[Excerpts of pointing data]

::::::::::

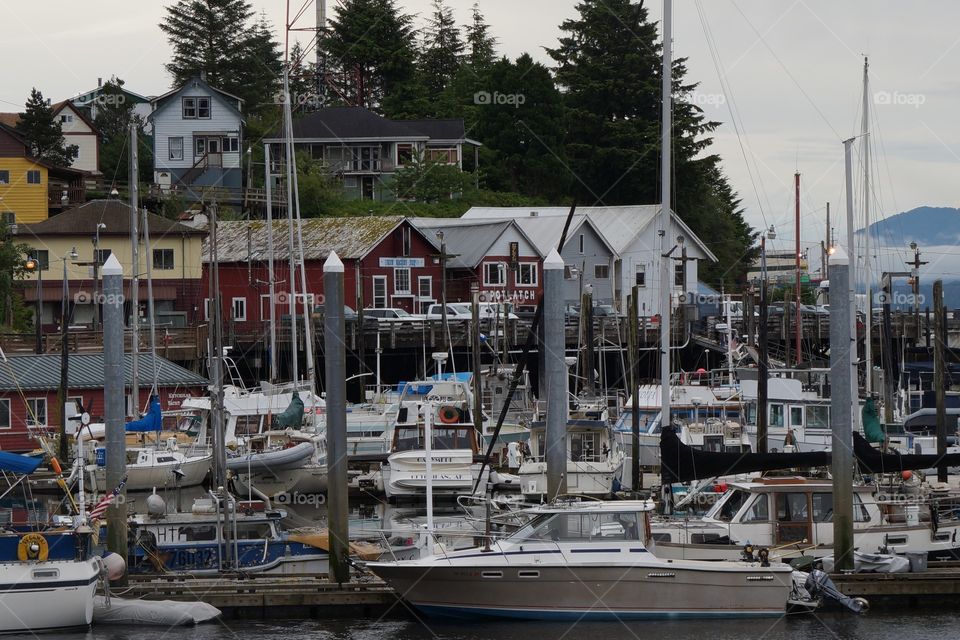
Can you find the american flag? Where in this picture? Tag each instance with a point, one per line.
(107, 500)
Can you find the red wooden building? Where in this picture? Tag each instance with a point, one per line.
(387, 263)
(29, 385)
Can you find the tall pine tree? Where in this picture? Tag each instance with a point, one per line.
(219, 37)
(442, 49)
(43, 133)
(370, 56)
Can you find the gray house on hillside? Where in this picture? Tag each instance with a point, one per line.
(197, 139)
(364, 150)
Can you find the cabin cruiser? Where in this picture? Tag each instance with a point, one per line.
(567, 556)
(595, 458)
(793, 516)
(48, 575)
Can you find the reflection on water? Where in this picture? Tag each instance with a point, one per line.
(875, 626)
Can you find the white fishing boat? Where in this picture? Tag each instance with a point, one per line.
(584, 561)
(793, 516)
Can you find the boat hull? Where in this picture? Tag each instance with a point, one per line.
(32, 602)
(537, 591)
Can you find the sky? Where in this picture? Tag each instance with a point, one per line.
(784, 78)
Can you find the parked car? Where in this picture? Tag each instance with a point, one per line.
(391, 314)
(455, 311)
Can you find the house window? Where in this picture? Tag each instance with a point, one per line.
(163, 259)
(239, 309)
(100, 255)
(404, 154)
(36, 412)
(493, 275)
(526, 275)
(401, 280)
(42, 256)
(176, 148)
(379, 292)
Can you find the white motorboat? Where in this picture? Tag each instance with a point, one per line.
(794, 517)
(584, 561)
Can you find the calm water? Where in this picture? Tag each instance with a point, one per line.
(873, 626)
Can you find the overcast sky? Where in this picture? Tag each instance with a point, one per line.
(793, 72)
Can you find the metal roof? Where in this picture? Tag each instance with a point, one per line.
(350, 237)
(618, 225)
(85, 371)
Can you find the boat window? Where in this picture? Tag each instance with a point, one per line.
(730, 506)
(818, 416)
(796, 416)
(759, 511)
(791, 507)
(776, 415)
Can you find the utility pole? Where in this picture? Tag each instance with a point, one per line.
(940, 375)
(134, 276)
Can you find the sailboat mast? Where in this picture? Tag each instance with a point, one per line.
(294, 356)
(867, 274)
(271, 279)
(664, 231)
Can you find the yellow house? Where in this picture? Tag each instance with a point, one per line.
(82, 238)
(29, 188)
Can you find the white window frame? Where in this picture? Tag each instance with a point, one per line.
(499, 270)
(32, 411)
(170, 148)
(534, 280)
(396, 281)
(382, 302)
(238, 317)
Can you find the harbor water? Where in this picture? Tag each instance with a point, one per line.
(401, 624)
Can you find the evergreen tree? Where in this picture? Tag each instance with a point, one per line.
(43, 133)
(609, 66)
(218, 38)
(442, 49)
(481, 46)
(370, 55)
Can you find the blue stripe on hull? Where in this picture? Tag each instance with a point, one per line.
(588, 614)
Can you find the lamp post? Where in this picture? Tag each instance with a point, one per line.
(64, 450)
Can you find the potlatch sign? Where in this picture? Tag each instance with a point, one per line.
(401, 262)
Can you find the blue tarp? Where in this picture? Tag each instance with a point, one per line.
(17, 463)
(153, 421)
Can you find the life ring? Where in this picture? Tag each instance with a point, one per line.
(32, 546)
(448, 414)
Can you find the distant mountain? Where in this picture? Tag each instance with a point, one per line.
(927, 226)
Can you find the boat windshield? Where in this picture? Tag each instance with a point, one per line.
(616, 525)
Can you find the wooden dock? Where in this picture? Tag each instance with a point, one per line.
(291, 596)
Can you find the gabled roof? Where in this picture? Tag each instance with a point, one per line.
(351, 237)
(83, 220)
(85, 371)
(229, 99)
(469, 240)
(619, 225)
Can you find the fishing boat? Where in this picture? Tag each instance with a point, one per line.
(584, 561)
(48, 575)
(794, 517)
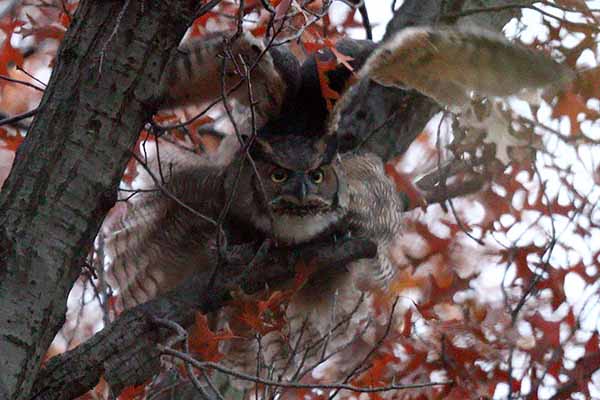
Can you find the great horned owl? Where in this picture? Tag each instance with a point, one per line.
(294, 187)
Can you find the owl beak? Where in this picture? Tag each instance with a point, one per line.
(302, 191)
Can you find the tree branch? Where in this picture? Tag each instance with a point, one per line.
(66, 172)
(126, 353)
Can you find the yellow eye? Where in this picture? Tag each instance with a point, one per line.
(279, 175)
(317, 176)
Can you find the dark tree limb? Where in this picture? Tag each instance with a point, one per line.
(385, 121)
(125, 352)
(66, 172)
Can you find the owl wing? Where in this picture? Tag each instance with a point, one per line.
(446, 64)
(158, 243)
(203, 69)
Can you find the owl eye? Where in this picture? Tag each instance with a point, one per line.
(279, 175)
(317, 176)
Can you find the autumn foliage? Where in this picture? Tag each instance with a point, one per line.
(496, 293)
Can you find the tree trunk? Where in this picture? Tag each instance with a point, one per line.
(66, 172)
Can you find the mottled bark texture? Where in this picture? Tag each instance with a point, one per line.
(65, 175)
(67, 171)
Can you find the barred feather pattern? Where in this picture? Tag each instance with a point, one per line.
(330, 311)
(448, 63)
(158, 243)
(193, 74)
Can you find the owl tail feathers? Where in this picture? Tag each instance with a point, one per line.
(448, 64)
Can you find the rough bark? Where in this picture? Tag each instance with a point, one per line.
(67, 171)
(65, 174)
(125, 353)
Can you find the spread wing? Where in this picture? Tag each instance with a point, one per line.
(446, 64)
(158, 242)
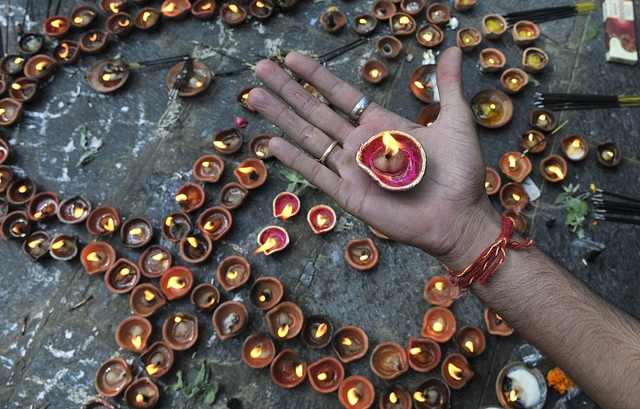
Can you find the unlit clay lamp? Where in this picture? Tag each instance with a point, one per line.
(133, 333)
(288, 369)
(440, 291)
(423, 354)
(326, 375)
(229, 319)
(112, 377)
(438, 324)
(285, 320)
(97, 257)
(258, 351)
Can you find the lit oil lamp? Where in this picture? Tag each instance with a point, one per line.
(326, 375)
(133, 333)
(258, 351)
(158, 359)
(122, 276)
(350, 343)
(288, 369)
(230, 319)
(176, 282)
(180, 331)
(438, 324)
(423, 354)
(97, 257)
(266, 293)
(112, 377)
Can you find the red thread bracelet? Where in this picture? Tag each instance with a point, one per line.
(490, 259)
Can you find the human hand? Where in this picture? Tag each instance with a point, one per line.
(447, 214)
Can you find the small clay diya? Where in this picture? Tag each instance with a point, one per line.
(112, 377)
(285, 320)
(146, 299)
(438, 324)
(288, 369)
(180, 331)
(326, 375)
(97, 257)
(423, 354)
(133, 333)
(229, 319)
(266, 293)
(176, 282)
(350, 343)
(258, 351)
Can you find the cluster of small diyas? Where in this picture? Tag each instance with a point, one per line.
(230, 319)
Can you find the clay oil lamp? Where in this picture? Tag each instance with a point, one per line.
(258, 351)
(326, 375)
(64, 247)
(215, 222)
(271, 239)
(608, 154)
(350, 343)
(361, 254)
(136, 232)
(438, 324)
(180, 331)
(97, 257)
(432, 393)
(514, 197)
(37, 245)
(233, 272)
(205, 297)
(515, 166)
(493, 26)
(534, 60)
(133, 333)
(356, 392)
(438, 14)
(108, 75)
(229, 319)
(521, 385)
(525, 32)
(553, 168)
(317, 331)
(158, 359)
(285, 320)
(321, 219)
(176, 226)
(492, 182)
(141, 394)
(228, 141)
(430, 35)
(574, 147)
(491, 60)
(232, 195)
(112, 377)
(190, 197)
(232, 14)
(15, 225)
(122, 276)
(146, 299)
(266, 293)
(439, 291)
(468, 38)
(395, 160)
(496, 325)
(423, 354)
(288, 369)
(492, 108)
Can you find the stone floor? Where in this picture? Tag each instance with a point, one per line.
(51, 350)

::::::::::

### Stated problem
Copy each line in full and exactly, omitting any picture.

### Exercise answer
Can you find the american flag? Where in this picture? Tag each instance with a point, one per line.
(107, 500)
Can you find the red wooden building? Where in this picture? Tag each instance with a point, one per line.
(387, 263)
(29, 385)
Can you find the tall pine tree? Where in this picture? Tag each instance with a point, one per line.
(219, 37)
(442, 49)
(43, 133)
(370, 56)
Can you find the gray house on hillside? Where in this picture? Tag each instance with a point, one per line.
(197, 139)
(364, 150)
Can you find the cabin cruiser? Where in this picture? Tag each instance with a point, one per line.
(567, 556)
(595, 458)
(793, 516)
(48, 575)
Can you find the reflection on water? Where in this picture? Tag each instance with a point, one per line.
(875, 626)
Can you find the white fishing boat? Where in this picture? Tag each instance with a point, one per line.
(584, 561)
(793, 516)
Can you find the boat hull? Where in this picture? Tag each instance with a point, one per line.
(32, 602)
(537, 591)
Can you find the sky? Where in this picture? Tag each instance with a point, one per line.
(784, 78)
Can you find the parked car? Where in this picture? Tag each instance with a point, one per line.
(391, 314)
(455, 311)
Can you find the house window? Where in this picture? Tag each instance with a point, one per line.
(163, 259)
(239, 309)
(100, 255)
(404, 154)
(36, 412)
(493, 275)
(526, 275)
(401, 280)
(42, 256)
(176, 148)
(379, 292)
Can you find the white motorboat? Where in this picture? Tag each instance with a point, one per line.
(794, 517)
(584, 561)
Can you find the calm water? Where in this picture? Tag each instance with a point, one per line.
(873, 626)
Can you find the overcast sky? Where in this picture? Tag each instance with a point, one per line.
(793, 72)
Can you find the metal roof? Where in this picture? Tag each instance with a point, one per line.
(350, 237)
(618, 225)
(85, 371)
Can you find the boat window? Where in this picture? Tag each instance with a point, one per line.
(730, 506)
(818, 416)
(796, 416)
(759, 511)
(791, 507)
(776, 415)
Can you find the utility pole? Where in this picture? Tag each instance with a point, one per line.
(940, 375)
(134, 276)
Can you find the sailboat mast? Where in this picture? Tag each instance with a point, one per line.
(294, 356)
(867, 274)
(271, 279)
(664, 231)
Can you find the yellow house? Where in this picture? Tag each instance with a point, one per line.
(82, 238)
(29, 188)
Can you find the white window frame? Where in this picture? Tag each instance with a point, one per line.
(499, 270)
(32, 411)
(170, 148)
(534, 280)
(396, 281)
(382, 302)
(238, 317)
Can you find the harbor water? Where in this picture? Tag each instance with a point, one per line.
(401, 624)
Can you find the evergreen tree? Where in this picture? Tag each instance with a point, one per line.
(43, 133)
(609, 66)
(218, 38)
(442, 49)
(481, 46)
(370, 55)
Can you find the blue stripe on hull? Where in this picture? Tag each instance with a point, one per line.
(588, 614)
Can you find the lamp post? Where in this picture? Tag each instance with a point, one per line.
(64, 450)
Can you find the potlatch sign? Where in this picture? Tag each instance with a point, one per line.
(401, 262)
Can you find the blue tarp? Where in this picture? Tag each instance with a point, one per line.
(17, 463)
(153, 421)
Can you find the life ring? Where in this picture? Tag each instance with a point, one per line.
(32, 546)
(448, 414)
Can you find the distant mountain? Where in this picture? Tag each instance with a point, one per line.
(927, 226)
Can you find the boat windshield? Where in this picture? Tag each instance with a point, one per line.
(616, 525)
Can you find the wooden dock? Where in this picture? Tag each instance with a point, one per line.
(291, 596)
Can you find the gabled roof? Where in this picture? Tag each instance with a point, one per line.
(351, 237)
(83, 220)
(85, 371)
(229, 99)
(469, 240)
(619, 225)
Can you find the fishing boat? Where in this picture? Tag each instance with a point, one per line.
(584, 561)
(48, 575)
(794, 517)
Can you find the great horned owl? Where in this picture? Tag each instance with a point, one per line.
(294, 187)
Can you find the owl beak? Where in this picture? Tag each instance with a point, one per line.
(302, 191)
Can you find the tree branch? Where in this picture? Tag each instance with a point, one per line.
(66, 172)
(126, 353)
Can you find the yellow eye? Where in this picture? Tag each instance with a point, one per line.
(279, 175)
(317, 176)
Can you find the dark tree limb? Where in this picture? Tag each instance with a point, one per line.
(385, 121)
(125, 352)
(66, 172)
Can you find the owl wing? Where in this picture? Tag each instance with a point, one per line.
(446, 64)
(158, 243)
(203, 69)
Can you find the owl eye? Where in this picture? Tag each instance with a point, one per line.
(279, 175)
(317, 176)
Can you find the autumn foliage? Where in this picture? Tag each instance with a point, one per line.
(496, 293)
Can you find the tree trunk? Where in this picture? Tag each instance with a point, one per line.
(66, 172)
Can you find the mottled bark texture? Where in this picture? Tag each instance with a point, one per line.
(65, 175)
(67, 171)
Can you find the barred feather pattern? Where in this picture? Tag each instance with a point, one per line.
(330, 311)
(448, 63)
(158, 243)
(193, 74)
Can you find the owl tail feathers? Where in this picture? Tag each instance with a point, one per line.
(448, 64)
Can you find the rough bark? Where in this picture? Tag each instance with a point, one per line.
(67, 171)
(65, 174)
(125, 353)
Can you find the spread wing? Where in this picture? Tag each instance with a point, one per line.
(446, 64)
(158, 242)
Can you find the unlit clay lamp? Where in this picture? Tag each instance with a point, one per line.
(133, 333)
(288, 369)
(440, 291)
(423, 354)
(326, 375)
(229, 319)
(112, 377)
(438, 324)
(285, 320)
(97, 257)
(258, 351)
Can you find the lit oil lamp? Where in this picture? Tag each instance with a point, one per line.
(326, 375)
(133, 333)
(258, 351)
(158, 359)
(122, 276)
(350, 343)
(288, 369)
(230, 319)
(176, 282)
(180, 331)
(438, 324)
(423, 354)
(97, 257)
(266, 293)
(112, 377)
Can you find the red thread bracelet? Where in this picture? Tag each instance with a point, one per line.
(490, 259)
Can you find the human hand? Where in this picture? Tag each instance with a point, one per line.
(447, 214)
Can you find the small clay diya? Where in this picture? Tag each instance with a point, one per line.
(112, 377)
(285, 320)
(146, 299)
(438, 324)
(288, 369)
(180, 331)
(326, 375)
(97, 257)
(423, 354)
(133, 333)
(229, 319)
(266, 293)
(176, 282)
(350, 343)
(258, 351)
Can you find the cluster of small diyas? Where in this picture? Tag each instance with a point, one per line.
(230, 319)
Can you find the clay oil lamp? Where in this picture? Tag each instance with a point, one per line.
(258, 351)
(326, 375)
(64, 247)
(215, 222)
(271, 239)
(608, 154)
(350, 343)
(361, 254)
(136, 232)
(438, 324)
(180, 331)
(97, 257)
(432, 393)
(514, 197)
(37, 245)
(233, 272)
(205, 297)
(515, 166)
(493, 26)
(534, 60)
(133, 333)
(356, 392)
(438, 14)
(108, 75)
(229, 319)
(521, 385)
(525, 32)
(553, 168)
(317, 331)
(158, 359)
(285, 320)
(321, 219)
(176, 226)
(492, 182)
(141, 394)
(228, 141)
(430, 35)
(574, 147)
(491, 60)
(232, 195)
(112, 377)
(190, 197)
(232, 14)
(15, 225)
(122, 276)
(146, 299)
(266, 293)
(439, 291)
(468, 38)
(395, 160)
(496, 325)
(423, 354)
(288, 369)
(492, 108)
Can you find the stone floor? Where in this picture? Tag each instance with a point, one per line.
(51, 350)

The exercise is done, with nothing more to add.